__Goal__
Rewrite everything from the start of the material down to the line containing "[(467, 1021)]", swapping "camera-trap survey" for "trail-camera survey" and leaving all else unchanged.
'''
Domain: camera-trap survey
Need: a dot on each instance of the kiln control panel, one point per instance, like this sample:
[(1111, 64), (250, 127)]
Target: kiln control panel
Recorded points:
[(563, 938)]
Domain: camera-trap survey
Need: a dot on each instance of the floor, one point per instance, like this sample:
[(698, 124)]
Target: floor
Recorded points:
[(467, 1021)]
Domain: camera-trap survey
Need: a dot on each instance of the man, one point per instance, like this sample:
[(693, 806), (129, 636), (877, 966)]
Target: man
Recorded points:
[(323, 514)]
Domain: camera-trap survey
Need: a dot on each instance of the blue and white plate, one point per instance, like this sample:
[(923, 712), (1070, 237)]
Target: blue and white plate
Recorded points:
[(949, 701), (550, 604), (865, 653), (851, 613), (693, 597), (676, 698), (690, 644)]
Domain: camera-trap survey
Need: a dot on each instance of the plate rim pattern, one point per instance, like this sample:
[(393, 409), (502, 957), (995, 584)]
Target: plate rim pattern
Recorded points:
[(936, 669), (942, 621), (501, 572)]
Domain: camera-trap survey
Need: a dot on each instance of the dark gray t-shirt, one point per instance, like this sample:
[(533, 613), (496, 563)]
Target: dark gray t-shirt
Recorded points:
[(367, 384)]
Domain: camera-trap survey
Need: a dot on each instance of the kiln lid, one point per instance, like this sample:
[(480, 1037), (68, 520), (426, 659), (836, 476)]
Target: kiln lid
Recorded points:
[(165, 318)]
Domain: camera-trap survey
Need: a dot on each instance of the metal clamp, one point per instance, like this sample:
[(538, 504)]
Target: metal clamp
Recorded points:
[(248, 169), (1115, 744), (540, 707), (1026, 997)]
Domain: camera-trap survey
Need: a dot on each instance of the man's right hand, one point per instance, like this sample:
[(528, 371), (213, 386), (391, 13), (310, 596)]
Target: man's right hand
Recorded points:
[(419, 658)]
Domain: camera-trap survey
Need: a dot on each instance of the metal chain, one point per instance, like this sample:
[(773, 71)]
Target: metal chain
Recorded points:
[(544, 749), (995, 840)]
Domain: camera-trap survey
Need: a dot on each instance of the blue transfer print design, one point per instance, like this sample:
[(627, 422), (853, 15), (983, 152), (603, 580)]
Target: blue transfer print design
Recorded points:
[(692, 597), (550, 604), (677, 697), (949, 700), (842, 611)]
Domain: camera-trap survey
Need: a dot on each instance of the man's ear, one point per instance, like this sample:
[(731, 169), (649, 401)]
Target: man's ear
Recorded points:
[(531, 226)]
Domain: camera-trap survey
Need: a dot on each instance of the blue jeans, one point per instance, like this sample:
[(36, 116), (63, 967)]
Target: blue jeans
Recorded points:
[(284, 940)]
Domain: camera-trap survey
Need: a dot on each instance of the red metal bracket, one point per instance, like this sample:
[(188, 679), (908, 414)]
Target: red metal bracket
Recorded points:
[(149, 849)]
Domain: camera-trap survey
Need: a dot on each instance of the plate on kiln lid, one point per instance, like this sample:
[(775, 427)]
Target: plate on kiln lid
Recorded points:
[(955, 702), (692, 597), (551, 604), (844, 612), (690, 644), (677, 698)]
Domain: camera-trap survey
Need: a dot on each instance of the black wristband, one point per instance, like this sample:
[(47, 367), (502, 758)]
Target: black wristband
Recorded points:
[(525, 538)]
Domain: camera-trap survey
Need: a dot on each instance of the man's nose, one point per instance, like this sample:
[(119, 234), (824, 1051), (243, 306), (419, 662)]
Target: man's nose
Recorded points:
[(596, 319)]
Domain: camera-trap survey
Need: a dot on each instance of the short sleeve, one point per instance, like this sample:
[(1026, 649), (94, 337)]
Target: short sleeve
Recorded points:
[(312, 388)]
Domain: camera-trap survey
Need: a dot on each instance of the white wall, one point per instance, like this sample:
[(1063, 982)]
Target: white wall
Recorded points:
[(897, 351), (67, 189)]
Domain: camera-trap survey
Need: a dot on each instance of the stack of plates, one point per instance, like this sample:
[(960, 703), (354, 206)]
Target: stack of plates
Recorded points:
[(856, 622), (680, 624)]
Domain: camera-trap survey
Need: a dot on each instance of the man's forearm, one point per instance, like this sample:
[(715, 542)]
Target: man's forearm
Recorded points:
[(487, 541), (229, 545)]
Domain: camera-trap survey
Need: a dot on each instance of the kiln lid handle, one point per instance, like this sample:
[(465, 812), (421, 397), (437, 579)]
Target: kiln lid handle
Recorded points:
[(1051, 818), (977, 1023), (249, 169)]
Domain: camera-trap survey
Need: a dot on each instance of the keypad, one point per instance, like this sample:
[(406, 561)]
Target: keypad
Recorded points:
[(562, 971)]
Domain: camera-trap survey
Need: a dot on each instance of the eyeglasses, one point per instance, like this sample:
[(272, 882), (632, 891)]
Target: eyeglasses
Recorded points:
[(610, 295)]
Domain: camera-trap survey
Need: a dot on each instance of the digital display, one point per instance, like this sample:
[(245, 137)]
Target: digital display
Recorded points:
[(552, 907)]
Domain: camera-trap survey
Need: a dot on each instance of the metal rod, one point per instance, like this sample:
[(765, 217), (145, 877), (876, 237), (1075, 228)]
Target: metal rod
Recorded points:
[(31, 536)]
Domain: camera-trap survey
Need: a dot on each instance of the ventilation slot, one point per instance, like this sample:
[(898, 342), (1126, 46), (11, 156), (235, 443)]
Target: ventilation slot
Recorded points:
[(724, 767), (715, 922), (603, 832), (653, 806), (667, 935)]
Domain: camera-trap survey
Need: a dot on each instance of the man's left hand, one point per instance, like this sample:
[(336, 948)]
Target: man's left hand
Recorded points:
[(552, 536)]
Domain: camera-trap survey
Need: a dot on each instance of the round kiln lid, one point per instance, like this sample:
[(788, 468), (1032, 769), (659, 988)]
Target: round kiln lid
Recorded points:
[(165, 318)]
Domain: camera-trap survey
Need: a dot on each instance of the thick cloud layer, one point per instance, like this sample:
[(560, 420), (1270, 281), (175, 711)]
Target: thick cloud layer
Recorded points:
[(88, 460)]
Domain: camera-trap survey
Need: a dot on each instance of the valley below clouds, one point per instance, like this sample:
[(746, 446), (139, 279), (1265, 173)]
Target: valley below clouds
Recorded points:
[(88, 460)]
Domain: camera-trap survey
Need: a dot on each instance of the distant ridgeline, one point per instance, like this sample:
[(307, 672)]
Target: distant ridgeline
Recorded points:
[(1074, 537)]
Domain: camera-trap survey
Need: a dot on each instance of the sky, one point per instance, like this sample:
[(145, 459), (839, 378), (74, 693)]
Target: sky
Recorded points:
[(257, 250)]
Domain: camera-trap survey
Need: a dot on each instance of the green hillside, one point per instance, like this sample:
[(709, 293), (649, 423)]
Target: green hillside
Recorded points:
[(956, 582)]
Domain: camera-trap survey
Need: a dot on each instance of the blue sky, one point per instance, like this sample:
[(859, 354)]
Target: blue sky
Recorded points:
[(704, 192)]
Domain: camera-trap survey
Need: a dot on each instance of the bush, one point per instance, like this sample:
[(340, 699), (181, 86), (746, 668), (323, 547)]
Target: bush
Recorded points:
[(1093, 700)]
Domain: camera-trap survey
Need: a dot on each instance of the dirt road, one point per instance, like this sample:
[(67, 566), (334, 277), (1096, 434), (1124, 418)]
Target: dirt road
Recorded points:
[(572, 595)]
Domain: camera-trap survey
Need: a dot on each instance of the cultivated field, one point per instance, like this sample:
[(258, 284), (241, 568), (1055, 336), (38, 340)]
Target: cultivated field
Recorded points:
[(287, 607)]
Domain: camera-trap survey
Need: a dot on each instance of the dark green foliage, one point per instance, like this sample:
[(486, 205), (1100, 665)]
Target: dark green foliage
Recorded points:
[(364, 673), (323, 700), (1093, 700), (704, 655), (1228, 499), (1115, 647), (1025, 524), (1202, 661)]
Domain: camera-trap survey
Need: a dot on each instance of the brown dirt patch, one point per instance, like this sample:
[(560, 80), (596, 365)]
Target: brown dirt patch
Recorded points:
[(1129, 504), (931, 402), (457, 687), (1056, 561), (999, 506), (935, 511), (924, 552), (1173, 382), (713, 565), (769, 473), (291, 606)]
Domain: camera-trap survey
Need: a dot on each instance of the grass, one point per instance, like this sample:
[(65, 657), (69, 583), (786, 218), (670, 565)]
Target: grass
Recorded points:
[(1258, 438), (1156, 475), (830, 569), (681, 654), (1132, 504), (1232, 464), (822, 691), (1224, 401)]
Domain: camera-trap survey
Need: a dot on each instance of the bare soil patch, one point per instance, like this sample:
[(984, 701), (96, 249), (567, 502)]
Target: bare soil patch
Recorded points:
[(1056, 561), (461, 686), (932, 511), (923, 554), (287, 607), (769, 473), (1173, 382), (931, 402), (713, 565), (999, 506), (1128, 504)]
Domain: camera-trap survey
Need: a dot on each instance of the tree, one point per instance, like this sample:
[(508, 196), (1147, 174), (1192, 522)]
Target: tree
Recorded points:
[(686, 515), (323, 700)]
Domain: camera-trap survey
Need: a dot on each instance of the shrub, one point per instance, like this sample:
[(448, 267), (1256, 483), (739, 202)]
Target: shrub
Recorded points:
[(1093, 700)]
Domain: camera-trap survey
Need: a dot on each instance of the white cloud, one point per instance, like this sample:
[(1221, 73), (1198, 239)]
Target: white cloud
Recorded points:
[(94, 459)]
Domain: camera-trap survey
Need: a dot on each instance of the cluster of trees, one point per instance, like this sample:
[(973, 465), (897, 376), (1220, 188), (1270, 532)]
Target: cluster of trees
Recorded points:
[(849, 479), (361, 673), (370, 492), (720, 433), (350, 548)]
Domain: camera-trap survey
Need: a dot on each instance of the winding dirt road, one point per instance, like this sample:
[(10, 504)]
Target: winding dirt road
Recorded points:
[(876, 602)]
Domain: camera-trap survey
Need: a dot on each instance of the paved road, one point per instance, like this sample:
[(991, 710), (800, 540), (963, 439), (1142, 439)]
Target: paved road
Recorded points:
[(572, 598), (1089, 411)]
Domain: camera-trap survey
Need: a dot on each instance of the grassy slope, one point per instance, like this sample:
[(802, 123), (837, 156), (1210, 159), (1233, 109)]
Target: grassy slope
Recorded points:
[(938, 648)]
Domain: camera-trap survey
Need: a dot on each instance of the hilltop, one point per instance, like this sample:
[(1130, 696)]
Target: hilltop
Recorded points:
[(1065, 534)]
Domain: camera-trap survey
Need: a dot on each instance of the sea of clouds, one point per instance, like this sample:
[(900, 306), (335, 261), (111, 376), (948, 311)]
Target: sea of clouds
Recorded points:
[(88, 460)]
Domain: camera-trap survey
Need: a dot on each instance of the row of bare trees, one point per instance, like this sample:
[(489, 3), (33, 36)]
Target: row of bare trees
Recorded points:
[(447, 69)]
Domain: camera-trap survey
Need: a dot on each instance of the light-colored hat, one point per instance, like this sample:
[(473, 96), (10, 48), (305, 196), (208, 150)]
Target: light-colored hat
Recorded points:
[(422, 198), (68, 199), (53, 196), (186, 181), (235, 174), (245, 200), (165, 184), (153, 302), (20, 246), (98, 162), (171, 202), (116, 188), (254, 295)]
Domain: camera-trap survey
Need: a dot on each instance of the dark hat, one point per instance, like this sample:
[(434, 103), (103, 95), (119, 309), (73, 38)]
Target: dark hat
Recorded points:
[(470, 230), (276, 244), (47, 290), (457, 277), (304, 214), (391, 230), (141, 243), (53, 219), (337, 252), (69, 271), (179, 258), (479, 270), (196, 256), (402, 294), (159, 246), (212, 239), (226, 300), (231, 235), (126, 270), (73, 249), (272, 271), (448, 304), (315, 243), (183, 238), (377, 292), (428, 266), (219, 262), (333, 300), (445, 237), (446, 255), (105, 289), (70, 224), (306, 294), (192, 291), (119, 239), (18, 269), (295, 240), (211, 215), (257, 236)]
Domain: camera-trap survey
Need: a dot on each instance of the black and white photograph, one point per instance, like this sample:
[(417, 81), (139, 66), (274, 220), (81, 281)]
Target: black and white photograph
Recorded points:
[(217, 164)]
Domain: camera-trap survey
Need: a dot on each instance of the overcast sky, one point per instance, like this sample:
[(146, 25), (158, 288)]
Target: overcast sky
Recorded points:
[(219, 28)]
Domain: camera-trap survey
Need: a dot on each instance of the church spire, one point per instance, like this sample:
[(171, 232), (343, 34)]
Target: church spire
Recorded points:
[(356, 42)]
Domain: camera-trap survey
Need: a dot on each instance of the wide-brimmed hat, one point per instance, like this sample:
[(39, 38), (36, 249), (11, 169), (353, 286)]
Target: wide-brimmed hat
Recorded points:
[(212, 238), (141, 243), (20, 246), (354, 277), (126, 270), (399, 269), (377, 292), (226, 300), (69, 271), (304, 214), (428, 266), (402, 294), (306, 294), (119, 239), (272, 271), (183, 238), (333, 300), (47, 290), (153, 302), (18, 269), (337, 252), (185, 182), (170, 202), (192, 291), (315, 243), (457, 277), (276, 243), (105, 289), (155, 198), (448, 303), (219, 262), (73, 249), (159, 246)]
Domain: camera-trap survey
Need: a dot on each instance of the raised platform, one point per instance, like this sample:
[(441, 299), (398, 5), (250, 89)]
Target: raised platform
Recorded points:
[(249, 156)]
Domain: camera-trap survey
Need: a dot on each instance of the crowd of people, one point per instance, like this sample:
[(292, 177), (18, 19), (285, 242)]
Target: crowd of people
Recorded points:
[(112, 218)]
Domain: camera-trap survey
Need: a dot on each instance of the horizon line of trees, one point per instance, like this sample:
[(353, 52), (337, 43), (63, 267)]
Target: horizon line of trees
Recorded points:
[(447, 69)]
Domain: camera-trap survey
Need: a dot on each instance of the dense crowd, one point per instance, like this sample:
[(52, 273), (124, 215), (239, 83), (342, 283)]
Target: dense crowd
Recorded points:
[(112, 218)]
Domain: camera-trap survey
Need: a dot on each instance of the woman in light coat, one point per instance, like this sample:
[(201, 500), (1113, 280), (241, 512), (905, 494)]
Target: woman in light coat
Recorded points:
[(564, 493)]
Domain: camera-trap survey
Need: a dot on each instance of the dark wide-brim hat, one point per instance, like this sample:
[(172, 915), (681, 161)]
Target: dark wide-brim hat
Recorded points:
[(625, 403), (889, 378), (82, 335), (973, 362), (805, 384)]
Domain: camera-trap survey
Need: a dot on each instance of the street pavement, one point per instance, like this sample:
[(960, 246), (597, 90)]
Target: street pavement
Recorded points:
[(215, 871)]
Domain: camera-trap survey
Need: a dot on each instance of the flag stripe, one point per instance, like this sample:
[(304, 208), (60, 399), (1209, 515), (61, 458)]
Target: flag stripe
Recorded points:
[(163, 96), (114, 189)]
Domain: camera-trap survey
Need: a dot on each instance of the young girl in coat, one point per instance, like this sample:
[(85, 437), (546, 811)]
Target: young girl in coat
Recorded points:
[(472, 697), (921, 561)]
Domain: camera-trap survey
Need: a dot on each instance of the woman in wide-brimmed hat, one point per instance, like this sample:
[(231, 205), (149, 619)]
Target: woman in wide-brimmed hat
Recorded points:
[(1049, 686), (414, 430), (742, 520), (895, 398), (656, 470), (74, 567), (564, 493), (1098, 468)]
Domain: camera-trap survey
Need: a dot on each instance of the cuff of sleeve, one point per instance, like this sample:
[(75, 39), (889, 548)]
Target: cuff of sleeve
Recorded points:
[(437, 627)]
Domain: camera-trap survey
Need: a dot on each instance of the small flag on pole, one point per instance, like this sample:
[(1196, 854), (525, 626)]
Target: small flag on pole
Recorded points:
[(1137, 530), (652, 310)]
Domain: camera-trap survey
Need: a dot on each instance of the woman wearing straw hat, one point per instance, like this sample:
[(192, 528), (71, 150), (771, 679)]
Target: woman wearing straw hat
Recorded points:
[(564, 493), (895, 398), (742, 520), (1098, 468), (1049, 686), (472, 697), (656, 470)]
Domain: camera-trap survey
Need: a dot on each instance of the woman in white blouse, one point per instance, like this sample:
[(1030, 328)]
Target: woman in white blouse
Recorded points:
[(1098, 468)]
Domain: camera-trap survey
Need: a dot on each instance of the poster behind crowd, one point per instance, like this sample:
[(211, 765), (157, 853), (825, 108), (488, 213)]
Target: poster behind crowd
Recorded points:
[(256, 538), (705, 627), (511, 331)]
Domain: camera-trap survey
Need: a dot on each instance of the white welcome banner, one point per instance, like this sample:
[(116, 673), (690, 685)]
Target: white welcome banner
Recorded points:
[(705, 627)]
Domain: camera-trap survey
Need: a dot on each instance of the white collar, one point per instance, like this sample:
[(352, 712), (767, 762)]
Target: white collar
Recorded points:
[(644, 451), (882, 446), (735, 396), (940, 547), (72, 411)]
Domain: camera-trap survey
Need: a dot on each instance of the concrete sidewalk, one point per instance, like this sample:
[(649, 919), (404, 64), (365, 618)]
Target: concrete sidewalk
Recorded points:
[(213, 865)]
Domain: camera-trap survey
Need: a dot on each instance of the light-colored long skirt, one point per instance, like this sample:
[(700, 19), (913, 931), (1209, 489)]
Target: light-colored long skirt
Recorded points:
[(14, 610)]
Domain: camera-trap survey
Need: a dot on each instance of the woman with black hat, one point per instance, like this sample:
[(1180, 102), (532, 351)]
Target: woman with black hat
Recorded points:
'''
__Right answer__
Domain: trail-camera survey
Need: a dot on each instance of the kiln control panel, one point per instance, like this sample:
[(1111, 64), (250, 127)]
Target: kiln control panel
Recorded points:
[(563, 938)]
Domain: trail-camera survey
Need: a dot on each instance of the floor, one point per instance, like this sample:
[(698, 124)]
Target: floor
Recorded points:
[(467, 1021)]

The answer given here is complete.